[Records from a point labeling set]
►
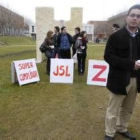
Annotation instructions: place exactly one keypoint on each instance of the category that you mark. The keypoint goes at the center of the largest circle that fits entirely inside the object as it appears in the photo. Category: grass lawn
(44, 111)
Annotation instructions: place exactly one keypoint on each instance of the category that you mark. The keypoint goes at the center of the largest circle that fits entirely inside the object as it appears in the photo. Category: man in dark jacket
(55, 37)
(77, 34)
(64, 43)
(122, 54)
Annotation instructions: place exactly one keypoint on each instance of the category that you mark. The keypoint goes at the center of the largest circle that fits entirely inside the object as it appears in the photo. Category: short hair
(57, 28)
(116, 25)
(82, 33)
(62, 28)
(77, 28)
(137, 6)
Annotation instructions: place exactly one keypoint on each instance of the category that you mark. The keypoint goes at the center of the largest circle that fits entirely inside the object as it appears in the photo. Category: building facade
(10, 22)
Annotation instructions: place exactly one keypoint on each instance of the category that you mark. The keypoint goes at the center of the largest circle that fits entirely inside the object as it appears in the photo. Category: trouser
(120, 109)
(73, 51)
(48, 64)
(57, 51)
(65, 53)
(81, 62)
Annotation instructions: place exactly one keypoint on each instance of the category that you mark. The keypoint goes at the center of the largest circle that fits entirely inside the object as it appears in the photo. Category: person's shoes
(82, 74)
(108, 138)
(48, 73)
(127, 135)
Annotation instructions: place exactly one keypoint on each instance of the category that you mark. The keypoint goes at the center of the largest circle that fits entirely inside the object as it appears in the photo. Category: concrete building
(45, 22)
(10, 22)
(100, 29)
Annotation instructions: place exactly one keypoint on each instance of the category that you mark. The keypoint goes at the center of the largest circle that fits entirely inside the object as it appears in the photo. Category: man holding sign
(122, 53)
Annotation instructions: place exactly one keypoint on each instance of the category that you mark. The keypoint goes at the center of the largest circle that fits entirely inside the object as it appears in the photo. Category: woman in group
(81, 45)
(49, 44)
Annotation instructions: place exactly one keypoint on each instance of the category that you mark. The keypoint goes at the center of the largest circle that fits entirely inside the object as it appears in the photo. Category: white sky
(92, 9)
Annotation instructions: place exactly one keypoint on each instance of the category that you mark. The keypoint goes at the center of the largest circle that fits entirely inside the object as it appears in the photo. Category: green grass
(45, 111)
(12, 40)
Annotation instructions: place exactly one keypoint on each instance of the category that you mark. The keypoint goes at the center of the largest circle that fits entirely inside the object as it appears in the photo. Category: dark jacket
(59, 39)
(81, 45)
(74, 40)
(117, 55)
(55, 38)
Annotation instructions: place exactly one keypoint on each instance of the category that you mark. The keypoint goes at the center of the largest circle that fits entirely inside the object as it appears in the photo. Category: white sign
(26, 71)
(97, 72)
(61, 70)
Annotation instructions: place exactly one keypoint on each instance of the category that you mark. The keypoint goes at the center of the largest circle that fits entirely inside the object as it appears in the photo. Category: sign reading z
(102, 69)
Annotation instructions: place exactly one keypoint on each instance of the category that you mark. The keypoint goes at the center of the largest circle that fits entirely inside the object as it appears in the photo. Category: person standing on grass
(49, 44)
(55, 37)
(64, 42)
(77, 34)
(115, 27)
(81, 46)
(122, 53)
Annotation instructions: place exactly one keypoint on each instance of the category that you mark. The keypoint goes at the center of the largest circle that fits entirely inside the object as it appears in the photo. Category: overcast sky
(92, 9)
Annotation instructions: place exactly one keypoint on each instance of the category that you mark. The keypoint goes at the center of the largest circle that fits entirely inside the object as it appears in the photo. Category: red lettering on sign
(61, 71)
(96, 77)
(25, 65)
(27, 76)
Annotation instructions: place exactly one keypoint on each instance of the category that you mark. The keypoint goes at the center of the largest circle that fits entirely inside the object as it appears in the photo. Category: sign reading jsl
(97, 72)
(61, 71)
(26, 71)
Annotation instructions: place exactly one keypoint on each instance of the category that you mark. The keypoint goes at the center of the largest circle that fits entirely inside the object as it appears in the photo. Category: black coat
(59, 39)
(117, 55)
◄
►
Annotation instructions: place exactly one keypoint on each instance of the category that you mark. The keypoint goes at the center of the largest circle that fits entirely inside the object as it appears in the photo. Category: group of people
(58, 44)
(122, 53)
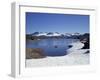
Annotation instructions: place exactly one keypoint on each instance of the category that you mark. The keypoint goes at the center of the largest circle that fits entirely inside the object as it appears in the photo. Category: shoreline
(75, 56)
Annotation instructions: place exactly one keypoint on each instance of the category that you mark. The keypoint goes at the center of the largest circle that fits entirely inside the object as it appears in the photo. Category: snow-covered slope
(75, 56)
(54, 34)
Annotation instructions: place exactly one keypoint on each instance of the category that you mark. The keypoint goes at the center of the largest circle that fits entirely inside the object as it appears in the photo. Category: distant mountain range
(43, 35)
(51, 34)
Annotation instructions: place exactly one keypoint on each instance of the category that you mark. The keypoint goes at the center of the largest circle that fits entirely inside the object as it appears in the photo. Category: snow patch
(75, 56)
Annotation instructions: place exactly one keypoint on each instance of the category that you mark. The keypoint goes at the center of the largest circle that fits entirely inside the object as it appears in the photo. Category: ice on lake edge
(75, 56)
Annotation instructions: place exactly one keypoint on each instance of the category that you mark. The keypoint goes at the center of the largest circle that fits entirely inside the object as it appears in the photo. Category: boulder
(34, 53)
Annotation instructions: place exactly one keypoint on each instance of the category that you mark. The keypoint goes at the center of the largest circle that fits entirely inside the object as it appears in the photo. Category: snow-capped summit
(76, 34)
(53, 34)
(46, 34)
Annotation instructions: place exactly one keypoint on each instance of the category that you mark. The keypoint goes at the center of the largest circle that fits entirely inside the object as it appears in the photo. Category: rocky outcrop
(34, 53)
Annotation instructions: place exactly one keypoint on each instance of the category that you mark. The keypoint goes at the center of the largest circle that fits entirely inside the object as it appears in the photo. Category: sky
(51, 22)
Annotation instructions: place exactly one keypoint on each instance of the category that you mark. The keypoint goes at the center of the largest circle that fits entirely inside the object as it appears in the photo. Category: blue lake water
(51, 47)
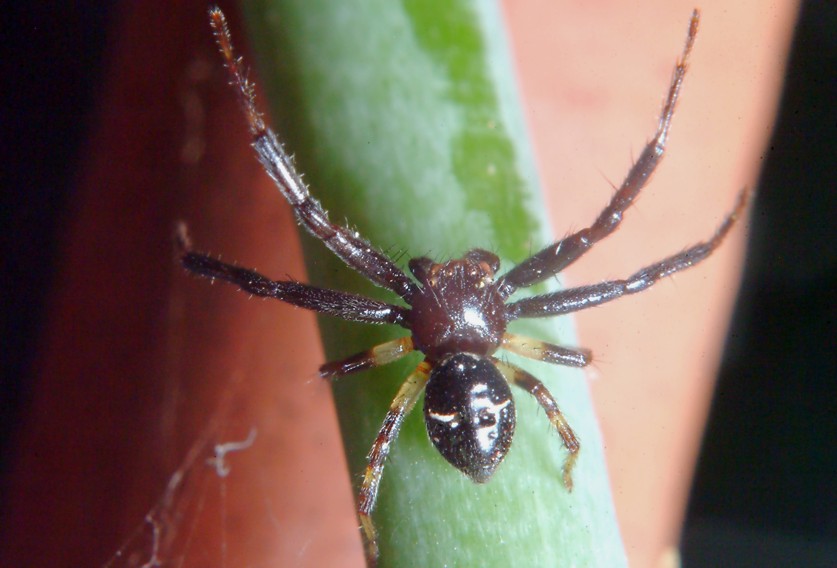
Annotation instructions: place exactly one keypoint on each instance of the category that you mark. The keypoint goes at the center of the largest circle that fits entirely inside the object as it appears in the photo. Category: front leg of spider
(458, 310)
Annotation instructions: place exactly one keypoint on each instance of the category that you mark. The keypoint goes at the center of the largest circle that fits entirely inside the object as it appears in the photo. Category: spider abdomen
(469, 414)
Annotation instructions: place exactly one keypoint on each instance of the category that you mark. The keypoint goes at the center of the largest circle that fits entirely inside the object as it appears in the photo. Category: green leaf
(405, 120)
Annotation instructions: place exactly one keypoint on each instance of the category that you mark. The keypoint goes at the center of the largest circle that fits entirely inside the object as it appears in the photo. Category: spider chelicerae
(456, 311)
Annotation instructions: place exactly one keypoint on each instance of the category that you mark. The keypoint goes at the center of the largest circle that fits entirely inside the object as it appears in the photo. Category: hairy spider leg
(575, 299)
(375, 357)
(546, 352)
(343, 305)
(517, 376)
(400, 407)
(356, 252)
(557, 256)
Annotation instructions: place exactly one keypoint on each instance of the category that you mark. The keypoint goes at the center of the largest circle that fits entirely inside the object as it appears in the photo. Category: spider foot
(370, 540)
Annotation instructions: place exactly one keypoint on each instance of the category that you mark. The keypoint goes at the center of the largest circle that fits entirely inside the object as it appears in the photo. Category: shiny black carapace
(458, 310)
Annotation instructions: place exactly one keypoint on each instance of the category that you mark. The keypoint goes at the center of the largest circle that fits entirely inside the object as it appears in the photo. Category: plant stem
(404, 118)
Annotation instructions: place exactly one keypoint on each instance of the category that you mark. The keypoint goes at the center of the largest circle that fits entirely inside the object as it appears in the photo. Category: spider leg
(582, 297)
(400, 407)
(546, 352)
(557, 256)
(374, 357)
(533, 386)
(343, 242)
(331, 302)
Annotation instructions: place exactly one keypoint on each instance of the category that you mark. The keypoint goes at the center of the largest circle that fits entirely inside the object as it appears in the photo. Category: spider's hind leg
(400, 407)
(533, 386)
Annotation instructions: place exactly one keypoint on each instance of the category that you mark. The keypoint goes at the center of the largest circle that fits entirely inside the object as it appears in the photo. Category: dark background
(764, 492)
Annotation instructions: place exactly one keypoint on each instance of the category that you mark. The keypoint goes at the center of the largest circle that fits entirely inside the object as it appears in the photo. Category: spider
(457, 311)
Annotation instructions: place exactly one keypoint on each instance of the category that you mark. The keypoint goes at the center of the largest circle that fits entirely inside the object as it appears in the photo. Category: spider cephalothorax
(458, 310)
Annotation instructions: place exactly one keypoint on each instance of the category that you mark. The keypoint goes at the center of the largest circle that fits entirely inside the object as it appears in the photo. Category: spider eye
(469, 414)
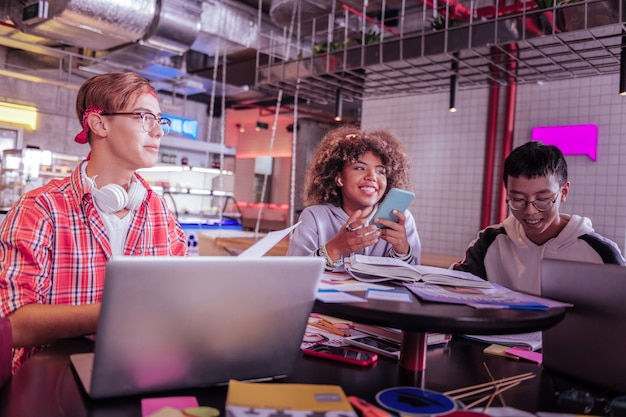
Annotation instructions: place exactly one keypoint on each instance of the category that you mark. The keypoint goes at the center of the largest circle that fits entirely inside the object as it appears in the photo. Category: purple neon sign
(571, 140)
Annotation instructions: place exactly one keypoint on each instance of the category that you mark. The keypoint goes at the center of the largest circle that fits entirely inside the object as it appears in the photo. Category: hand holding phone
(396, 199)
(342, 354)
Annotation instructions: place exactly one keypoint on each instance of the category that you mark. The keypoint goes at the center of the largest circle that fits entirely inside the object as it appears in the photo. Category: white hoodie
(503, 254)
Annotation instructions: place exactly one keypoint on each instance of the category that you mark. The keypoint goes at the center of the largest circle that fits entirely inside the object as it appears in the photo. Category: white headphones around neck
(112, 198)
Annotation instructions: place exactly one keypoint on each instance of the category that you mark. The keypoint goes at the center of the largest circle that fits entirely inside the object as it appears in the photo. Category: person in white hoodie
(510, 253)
◄
Problem to work on >> List every line of the records that contains the word "dark".

Final result >>
Annotation instructions: place exactly one keypoint on each instance of the category that you mark. The keypoint goes at the center of the largest circle that fits entirely inside the object as it appears in the photo. Category: man in dark jacket
Annotation instructions: place exactly one keypoint on each instance of the category that you mark. The keypoint goes at the center of the largest circle that fits entirely inside the object as it appears in the photo. Category: dark jacket
Annotation instructions: place exactly one keypoint on each instance of the category that you mark. The keypoint goes at the center of the largest circle that fits entirely inside the object as it appears in the photo. Category: dark background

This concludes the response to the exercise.